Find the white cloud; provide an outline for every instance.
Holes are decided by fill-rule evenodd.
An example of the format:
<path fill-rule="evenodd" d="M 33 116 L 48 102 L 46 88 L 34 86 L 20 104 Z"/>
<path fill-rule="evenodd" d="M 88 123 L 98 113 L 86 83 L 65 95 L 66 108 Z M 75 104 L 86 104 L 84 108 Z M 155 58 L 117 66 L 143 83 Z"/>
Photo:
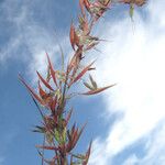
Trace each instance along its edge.
<path fill-rule="evenodd" d="M 143 9 L 146 12 L 146 20 L 143 19 L 144 15 L 135 13 L 134 31 L 129 18 L 114 24 L 107 23 L 111 28 L 105 30 L 106 36 L 111 36 L 113 42 L 102 47 L 105 56 L 97 74 L 100 82 L 102 80 L 103 84 L 118 82 L 117 87 L 105 95 L 106 118 L 111 112 L 122 112 L 123 118 L 108 130 L 106 140 L 95 142 L 90 164 L 96 164 L 99 160 L 101 165 L 110 165 L 110 161 L 118 153 L 150 133 L 161 120 L 165 119 L 163 7 L 165 7 L 164 1 L 150 0 Z M 158 152 L 158 148 L 155 147 L 154 152 Z M 100 158 L 97 158 L 98 153 Z M 132 156 L 129 161 L 135 162 L 135 160 Z"/>

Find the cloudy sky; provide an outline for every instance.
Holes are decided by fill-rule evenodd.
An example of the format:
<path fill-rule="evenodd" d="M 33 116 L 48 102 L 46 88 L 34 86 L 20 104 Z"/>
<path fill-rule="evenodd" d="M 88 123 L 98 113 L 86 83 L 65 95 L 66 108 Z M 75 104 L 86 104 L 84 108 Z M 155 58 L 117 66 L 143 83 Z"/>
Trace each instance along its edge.
<path fill-rule="evenodd" d="M 109 42 L 90 54 L 97 56 L 94 75 L 100 86 L 118 85 L 73 101 L 73 120 L 88 121 L 78 150 L 94 140 L 90 165 L 165 164 L 164 7 L 164 0 L 148 0 L 131 22 L 128 7 L 114 6 L 95 29 Z M 45 51 L 59 64 L 57 43 L 68 58 L 77 12 L 75 1 L 0 1 L 0 165 L 40 164 L 34 146 L 42 138 L 31 132 L 40 116 L 18 74 L 35 87 L 35 70 L 46 68 Z"/>

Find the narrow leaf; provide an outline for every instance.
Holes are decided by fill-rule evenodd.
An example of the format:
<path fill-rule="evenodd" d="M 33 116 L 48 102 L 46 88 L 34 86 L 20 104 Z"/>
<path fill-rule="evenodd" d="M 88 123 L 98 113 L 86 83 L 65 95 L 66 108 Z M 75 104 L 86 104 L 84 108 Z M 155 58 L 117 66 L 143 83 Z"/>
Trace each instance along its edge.
<path fill-rule="evenodd" d="M 19 75 L 19 79 L 23 82 L 23 85 L 28 88 L 31 92 L 32 97 L 34 97 L 41 105 L 45 105 L 45 102 L 34 92 L 34 90 L 24 81 L 21 75 Z"/>
<path fill-rule="evenodd" d="M 53 91 L 54 91 L 54 89 L 53 89 L 53 88 L 50 86 L 50 84 L 40 75 L 40 73 L 36 72 L 36 74 L 37 74 L 38 78 L 41 79 L 41 81 L 42 81 L 50 90 L 53 90 Z"/>
<path fill-rule="evenodd" d="M 52 78 L 53 78 L 53 81 L 54 81 L 55 85 L 57 86 L 57 80 L 56 80 L 56 76 L 55 76 L 55 70 L 53 69 L 53 66 L 52 66 L 52 63 L 51 63 L 51 59 L 50 59 L 50 56 L 48 56 L 47 53 L 46 53 L 46 56 L 47 56 L 47 61 L 48 61 L 48 65 L 50 65 L 51 76 L 52 76 Z"/>

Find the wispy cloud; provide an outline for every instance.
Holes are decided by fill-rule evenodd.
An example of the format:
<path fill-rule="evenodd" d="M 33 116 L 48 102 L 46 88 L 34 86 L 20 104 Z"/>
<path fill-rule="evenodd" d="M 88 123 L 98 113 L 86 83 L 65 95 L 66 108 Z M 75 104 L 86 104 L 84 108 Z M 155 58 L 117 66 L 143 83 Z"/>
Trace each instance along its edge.
<path fill-rule="evenodd" d="M 8 40 L 1 43 L 3 46 L 0 50 L 0 64 L 11 58 L 24 62 L 26 64 L 26 74 L 32 81 L 35 81 L 36 69 L 42 73 L 46 70 L 45 52 L 50 53 L 53 61 L 59 61 L 61 54 L 57 42 L 59 41 L 62 45 L 65 45 L 67 52 L 69 46 L 67 44 L 69 43 L 68 38 L 64 34 L 55 34 L 57 32 L 52 28 L 53 24 L 44 24 L 44 20 L 37 18 L 38 15 L 35 10 L 41 10 L 41 12 L 46 10 L 46 8 L 42 9 L 41 6 L 37 7 L 37 3 L 30 2 L 29 0 L 24 2 L 14 0 L 11 3 L 11 1 L 7 0 L 0 6 L 3 13 L 0 19 L 6 25 L 10 24 L 11 26 L 8 30 L 9 33 L 4 34 L 6 37 L 8 36 Z M 47 4 L 50 7 L 50 3 L 45 2 L 44 6 L 46 7 Z M 62 7 L 58 3 L 56 3 L 55 8 L 58 8 L 58 11 L 61 11 Z M 45 14 L 44 16 L 50 22 L 54 19 L 57 20 L 53 14 Z M 57 22 L 55 23 L 58 26 Z M 1 31 L 4 32 L 6 30 L 2 28 Z"/>
<path fill-rule="evenodd" d="M 118 86 L 105 97 L 106 118 L 108 119 L 112 112 L 121 113 L 122 118 L 117 119 L 113 127 L 107 130 L 107 138 L 95 141 L 90 164 L 113 164 L 113 158 L 118 158 L 119 153 L 150 134 L 157 123 L 165 119 L 164 6 L 165 2 L 161 0 L 150 0 L 143 9 L 143 14 L 135 13 L 135 30 L 132 30 L 128 18 L 111 23 L 110 28 L 105 30 L 106 35 L 111 36 L 113 42 L 102 47 L 105 57 L 98 70 L 106 72 L 97 74 L 98 79 L 101 77 L 100 81 L 103 79 L 118 82 Z M 158 146 L 154 146 L 157 135 L 162 132 L 162 128 L 157 129 L 145 157 L 153 156 L 150 154 L 151 151 L 160 152 Z M 161 161 L 164 157 L 157 158 Z M 152 164 L 152 157 L 150 160 L 147 163 Z M 141 163 L 133 154 L 127 161 L 131 162 L 130 164 Z"/>

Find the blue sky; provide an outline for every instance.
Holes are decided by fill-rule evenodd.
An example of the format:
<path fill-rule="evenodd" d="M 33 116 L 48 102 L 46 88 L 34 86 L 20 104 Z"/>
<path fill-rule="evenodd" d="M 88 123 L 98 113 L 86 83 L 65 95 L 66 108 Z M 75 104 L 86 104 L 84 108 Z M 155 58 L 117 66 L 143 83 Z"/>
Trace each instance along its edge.
<path fill-rule="evenodd" d="M 79 151 L 94 139 L 90 165 L 164 165 L 165 163 L 165 2 L 150 0 L 130 21 L 128 8 L 113 7 L 95 33 L 100 43 L 94 73 L 113 89 L 73 100 L 73 121 L 88 121 Z M 40 116 L 19 82 L 18 74 L 35 87 L 34 70 L 45 72 L 45 51 L 59 64 L 61 42 L 72 54 L 68 32 L 78 2 L 48 0 L 0 1 L 0 165 L 40 164 L 32 133 Z"/>

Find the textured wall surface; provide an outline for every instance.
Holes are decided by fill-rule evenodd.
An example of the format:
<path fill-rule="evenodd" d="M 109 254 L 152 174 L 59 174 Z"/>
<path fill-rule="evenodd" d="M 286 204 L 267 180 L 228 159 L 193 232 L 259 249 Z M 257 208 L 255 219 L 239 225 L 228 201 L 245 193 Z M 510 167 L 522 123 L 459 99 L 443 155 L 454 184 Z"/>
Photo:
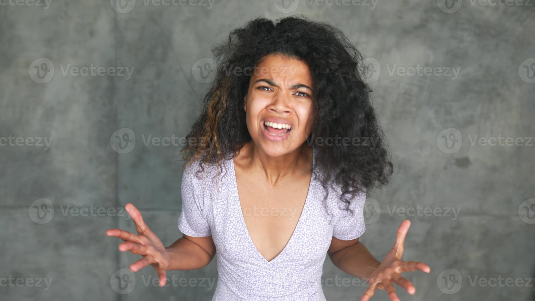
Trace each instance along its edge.
<path fill-rule="evenodd" d="M 339 27 L 369 58 L 395 173 L 368 195 L 361 241 L 381 260 L 409 218 L 403 259 L 432 269 L 404 274 L 416 293 L 396 287 L 401 299 L 535 299 L 534 9 L 0 0 L 0 299 L 209 300 L 215 259 L 159 288 L 151 267 L 125 276 L 139 257 L 105 232 L 135 230 L 130 202 L 164 244 L 181 236 L 181 148 L 146 141 L 185 136 L 211 49 L 231 30 L 297 13 Z M 327 299 L 365 290 L 328 258 L 324 268 Z"/>

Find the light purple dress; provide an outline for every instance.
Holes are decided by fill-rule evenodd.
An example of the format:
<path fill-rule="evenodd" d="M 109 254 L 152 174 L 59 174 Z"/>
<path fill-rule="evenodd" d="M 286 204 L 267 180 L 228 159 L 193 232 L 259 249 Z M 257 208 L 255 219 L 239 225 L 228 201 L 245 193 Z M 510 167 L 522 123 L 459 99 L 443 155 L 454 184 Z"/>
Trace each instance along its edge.
<path fill-rule="evenodd" d="M 315 148 L 315 171 L 316 157 Z M 215 166 L 207 164 L 204 173 L 200 174 L 203 179 L 197 179 L 198 164 L 184 171 L 178 228 L 190 236 L 212 235 L 218 274 L 212 300 L 325 300 L 321 276 L 327 250 L 333 236 L 349 240 L 364 233 L 365 192 L 351 200 L 350 207 L 355 212 L 351 215 L 343 210 L 339 188 L 330 190 L 324 202 L 324 190 L 312 174 L 294 233 L 282 251 L 268 261 L 255 246 L 246 226 L 233 160 L 223 160 L 223 173 L 215 179 Z"/>

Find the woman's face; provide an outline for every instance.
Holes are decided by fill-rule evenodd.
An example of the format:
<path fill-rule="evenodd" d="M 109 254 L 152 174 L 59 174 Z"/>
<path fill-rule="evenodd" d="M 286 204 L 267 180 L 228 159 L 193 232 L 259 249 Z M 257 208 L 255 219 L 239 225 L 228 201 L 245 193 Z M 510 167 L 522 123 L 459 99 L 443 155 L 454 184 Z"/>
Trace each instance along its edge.
<path fill-rule="evenodd" d="M 314 121 L 312 88 L 304 63 L 280 55 L 264 57 L 252 72 L 244 99 L 247 129 L 256 146 L 277 157 L 305 142 Z"/>

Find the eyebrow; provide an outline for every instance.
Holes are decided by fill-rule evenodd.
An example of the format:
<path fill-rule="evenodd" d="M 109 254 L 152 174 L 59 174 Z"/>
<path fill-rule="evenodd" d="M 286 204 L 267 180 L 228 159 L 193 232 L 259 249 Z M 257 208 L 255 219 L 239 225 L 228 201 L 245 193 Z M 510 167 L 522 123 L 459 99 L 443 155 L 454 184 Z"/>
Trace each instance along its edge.
<path fill-rule="evenodd" d="M 256 83 L 258 82 L 259 81 L 265 82 L 268 83 L 269 84 L 270 84 L 271 86 L 274 86 L 274 87 L 279 87 L 278 86 L 277 86 L 277 84 L 276 83 L 275 83 L 274 82 L 273 82 L 272 81 L 270 81 L 270 80 L 268 80 L 268 79 L 259 79 L 259 80 L 255 81 L 255 83 Z M 290 89 L 299 89 L 300 88 L 306 88 L 307 89 L 308 89 L 309 90 L 310 90 L 311 91 L 312 91 L 311 88 L 310 88 L 310 87 L 307 86 L 306 84 L 303 84 L 302 83 L 298 83 L 297 84 L 294 84 L 294 85 L 292 86 L 292 87 L 291 87 Z"/>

- - - - -

Copy out, unchanged, the stretch of the records from the line containing "Find the narrow" through the line containing "52 78 L 53 78", both of those lines included.

WRITTEN SOLUTION:
Find the narrow leaf; provide an outline for every instance.
Holes are decided by fill-rule evenodd.
An example of the format:
<path fill-rule="evenodd" d="M 33 116 L 48 102 L 46 88 L 34 86 L 20 104 Z"/>
<path fill-rule="evenodd" d="M 88 123 L 98 113 L 86 83 L 65 95 L 66 108 Z M 75 104 L 86 104 L 84 108 Z M 155 58 L 117 66 L 143 83 Z"/>
Trace each instance along its edge.
<path fill-rule="evenodd" d="M 19 75 L 19 79 L 23 82 L 23 85 L 28 88 L 31 92 L 32 97 L 34 97 L 41 105 L 45 105 L 45 102 L 34 92 L 34 90 L 24 81 L 21 75 Z"/>
<path fill-rule="evenodd" d="M 53 91 L 54 91 L 54 89 L 53 89 L 53 88 L 50 86 L 50 84 L 40 75 L 40 73 L 36 72 L 36 74 L 37 74 L 38 78 L 41 79 L 41 81 L 42 81 L 50 90 L 53 90 Z"/>
<path fill-rule="evenodd" d="M 52 78 L 53 78 L 53 81 L 54 81 L 55 85 L 57 86 L 57 80 L 56 80 L 56 76 L 55 76 L 55 70 L 53 69 L 53 66 L 52 66 L 52 63 L 51 63 L 51 59 L 50 59 L 50 56 L 48 56 L 47 53 L 46 53 L 46 56 L 47 56 L 47 61 L 48 61 L 48 65 L 50 65 L 51 76 L 52 76 Z"/>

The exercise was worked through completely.